**TEXT SHOWN**

John Locke says: Honor parking-space lawn chairs!

Digging a parking place out of maybe 400 cubic feet of snow exerts a classic claim of property rights as described by John Locke. When somebody takes the trouble to create something useful out of a wilderness or a desert, Locke said, he obtains a natural right to use it for his own benefit to the exclusion of others.

I'm with Locke here. If you can't assume you'll be able to use the parking space you dug out, your incentive to create it would plunge. The city and neighborhoods would lose the labor of thousands of car owners who help recreate civilization each time the heavens dump white stuff all over the place. True, during the time the proprietor claims exclusive rights to the parking space by protecting it with a lawn chair, it's not doing much good for anybody else. But it does help society a little by furnishing "positive externalities," in the jargon. Cleared curbs make it easier to cross streets. Mail deliverers can get around more easily.

And in the long run, space-by-space citizen snow removal accomplishes what would be difficult for the city to do. Municipal plows can't clear curbs with all the cars parked there -- or even one or two per block. So by giving Baltimoreans temporary, exclusive use of the spaces they dig out -- allowing cars to move and commerce to resume -- civic good is accomplished. Honor those lawn chairs!!

Posted by Jay Hancock at 8:47 AM | | Comments (44)
        

Comments

I grew up in Buffalo, NY -- a town that has to deal with epic snowfalls a lot more than Baltimore does -- and nobody ever tried to claim their parking spaces the way they do here. It couldn't believe it the first time I saw it.

**GOAL**
Reproduce the parking-space post word for word, everything from "And in the long" down to "AM | | Comments (44)".

Records from a point labeling set:
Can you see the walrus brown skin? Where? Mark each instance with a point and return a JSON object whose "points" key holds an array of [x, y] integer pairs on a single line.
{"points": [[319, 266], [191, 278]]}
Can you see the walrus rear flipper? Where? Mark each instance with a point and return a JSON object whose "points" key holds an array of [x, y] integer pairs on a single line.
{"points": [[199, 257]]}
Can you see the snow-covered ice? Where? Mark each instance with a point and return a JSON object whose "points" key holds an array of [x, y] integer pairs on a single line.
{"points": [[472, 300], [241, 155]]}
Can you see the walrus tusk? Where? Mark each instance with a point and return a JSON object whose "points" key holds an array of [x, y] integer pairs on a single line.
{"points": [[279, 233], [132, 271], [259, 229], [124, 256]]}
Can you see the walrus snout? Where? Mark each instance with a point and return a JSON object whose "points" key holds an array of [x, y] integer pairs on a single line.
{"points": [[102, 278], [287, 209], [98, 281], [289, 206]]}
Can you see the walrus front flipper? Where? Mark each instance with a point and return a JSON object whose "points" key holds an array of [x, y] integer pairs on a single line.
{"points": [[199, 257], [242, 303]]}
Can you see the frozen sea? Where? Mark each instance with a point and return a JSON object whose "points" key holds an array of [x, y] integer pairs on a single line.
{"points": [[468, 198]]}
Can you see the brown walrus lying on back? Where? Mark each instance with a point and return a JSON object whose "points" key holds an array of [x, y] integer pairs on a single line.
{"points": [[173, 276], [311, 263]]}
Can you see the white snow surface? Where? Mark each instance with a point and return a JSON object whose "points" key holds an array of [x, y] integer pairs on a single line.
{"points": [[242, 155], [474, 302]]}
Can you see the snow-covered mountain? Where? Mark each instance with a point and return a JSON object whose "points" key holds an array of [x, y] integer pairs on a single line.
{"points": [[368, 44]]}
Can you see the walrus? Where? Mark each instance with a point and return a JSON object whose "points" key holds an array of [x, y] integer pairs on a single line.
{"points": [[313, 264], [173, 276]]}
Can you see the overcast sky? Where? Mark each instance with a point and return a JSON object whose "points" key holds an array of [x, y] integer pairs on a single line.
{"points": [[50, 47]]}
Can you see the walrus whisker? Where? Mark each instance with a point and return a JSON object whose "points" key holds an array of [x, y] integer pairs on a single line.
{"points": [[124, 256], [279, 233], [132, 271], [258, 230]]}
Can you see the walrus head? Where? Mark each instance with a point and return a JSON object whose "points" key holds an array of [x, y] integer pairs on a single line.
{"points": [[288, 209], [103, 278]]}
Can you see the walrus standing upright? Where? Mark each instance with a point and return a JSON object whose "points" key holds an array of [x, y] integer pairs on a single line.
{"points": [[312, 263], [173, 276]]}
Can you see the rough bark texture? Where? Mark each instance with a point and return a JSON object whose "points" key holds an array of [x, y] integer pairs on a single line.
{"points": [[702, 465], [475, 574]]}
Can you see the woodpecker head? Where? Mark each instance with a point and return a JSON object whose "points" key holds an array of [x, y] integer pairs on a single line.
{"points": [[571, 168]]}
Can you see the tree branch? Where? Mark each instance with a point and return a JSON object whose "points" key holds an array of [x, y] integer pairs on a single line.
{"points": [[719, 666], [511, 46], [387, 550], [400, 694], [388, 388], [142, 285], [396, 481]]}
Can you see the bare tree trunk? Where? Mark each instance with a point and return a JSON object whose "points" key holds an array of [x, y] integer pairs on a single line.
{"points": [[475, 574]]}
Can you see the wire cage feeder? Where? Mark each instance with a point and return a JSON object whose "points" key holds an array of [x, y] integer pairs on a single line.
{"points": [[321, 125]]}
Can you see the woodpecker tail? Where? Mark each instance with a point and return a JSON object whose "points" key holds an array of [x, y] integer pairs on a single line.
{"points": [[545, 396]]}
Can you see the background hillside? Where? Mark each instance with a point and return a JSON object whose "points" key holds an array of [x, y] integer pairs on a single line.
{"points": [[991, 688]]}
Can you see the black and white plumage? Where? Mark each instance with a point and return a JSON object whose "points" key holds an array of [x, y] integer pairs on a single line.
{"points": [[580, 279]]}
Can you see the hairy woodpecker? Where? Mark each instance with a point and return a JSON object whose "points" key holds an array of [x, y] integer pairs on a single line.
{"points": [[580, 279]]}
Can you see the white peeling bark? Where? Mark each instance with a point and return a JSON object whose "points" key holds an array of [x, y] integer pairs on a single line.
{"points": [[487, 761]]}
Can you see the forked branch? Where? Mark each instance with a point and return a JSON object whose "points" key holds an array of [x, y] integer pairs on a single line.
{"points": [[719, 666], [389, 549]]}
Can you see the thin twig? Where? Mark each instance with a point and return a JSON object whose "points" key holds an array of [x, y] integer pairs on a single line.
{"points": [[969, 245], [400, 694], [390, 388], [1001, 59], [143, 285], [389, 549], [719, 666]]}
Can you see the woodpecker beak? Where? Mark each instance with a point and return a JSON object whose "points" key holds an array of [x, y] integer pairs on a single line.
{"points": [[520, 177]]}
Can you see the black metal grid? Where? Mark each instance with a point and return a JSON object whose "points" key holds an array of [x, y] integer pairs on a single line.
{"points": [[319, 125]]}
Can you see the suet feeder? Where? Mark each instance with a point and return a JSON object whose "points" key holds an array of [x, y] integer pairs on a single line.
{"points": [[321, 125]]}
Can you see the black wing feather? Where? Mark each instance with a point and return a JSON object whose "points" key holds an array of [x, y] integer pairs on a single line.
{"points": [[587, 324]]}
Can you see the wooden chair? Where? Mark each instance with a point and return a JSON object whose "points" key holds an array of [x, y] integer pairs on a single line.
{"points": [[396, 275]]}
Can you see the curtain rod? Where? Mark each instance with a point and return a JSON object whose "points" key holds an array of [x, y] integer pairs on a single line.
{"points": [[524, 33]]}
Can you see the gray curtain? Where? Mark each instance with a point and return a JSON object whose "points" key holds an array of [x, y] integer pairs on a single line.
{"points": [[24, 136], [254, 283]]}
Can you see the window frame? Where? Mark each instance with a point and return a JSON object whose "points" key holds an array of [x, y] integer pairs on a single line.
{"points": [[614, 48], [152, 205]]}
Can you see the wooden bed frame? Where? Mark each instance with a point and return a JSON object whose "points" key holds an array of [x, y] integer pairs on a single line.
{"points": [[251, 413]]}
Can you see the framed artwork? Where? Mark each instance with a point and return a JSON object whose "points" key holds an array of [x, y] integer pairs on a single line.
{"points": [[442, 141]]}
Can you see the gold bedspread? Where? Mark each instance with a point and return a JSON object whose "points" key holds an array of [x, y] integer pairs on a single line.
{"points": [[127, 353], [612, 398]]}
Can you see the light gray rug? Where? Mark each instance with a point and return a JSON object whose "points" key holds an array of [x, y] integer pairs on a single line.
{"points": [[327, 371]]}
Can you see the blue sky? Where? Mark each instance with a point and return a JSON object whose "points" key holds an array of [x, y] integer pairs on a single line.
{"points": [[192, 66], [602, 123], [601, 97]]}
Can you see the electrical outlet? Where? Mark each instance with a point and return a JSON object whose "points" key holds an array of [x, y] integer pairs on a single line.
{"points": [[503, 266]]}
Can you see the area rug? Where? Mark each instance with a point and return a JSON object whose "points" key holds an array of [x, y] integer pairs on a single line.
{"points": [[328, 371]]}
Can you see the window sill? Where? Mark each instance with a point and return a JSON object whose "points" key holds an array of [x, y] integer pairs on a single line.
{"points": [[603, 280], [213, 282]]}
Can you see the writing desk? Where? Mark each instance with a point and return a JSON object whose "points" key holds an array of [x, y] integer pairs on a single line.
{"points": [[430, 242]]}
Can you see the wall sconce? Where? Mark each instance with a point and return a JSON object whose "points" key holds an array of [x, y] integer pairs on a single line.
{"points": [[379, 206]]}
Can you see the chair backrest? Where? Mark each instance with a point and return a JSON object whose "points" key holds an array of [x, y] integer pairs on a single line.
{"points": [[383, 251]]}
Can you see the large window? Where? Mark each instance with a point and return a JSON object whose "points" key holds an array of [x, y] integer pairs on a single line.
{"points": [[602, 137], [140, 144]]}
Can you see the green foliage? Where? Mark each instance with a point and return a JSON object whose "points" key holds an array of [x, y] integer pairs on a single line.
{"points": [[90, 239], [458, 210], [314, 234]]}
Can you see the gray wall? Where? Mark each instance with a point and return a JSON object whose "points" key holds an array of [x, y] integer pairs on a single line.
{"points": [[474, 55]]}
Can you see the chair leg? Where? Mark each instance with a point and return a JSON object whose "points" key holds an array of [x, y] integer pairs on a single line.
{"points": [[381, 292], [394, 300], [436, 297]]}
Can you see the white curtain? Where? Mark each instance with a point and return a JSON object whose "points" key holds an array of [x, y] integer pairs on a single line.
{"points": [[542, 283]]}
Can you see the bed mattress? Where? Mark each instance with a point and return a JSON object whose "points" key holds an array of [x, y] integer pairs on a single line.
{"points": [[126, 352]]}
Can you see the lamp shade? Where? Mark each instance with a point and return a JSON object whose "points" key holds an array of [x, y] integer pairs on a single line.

**EXERCISE ANSWER**
And in the long run, space-by-space citizen snow removal accomplishes what would be difficult for the city to do. Municipal plows can't clear curbs with all the cars parked there -- or even one or two per block. So by giving Baltimoreans temporary, exclusive use of the spaces they dig out -- allowing cars to move and commerce to resume -- civic good is accomplished. Honor those lawn chairs!!

Posted by Jay Hancock at 8:47 AM | | Comments (44)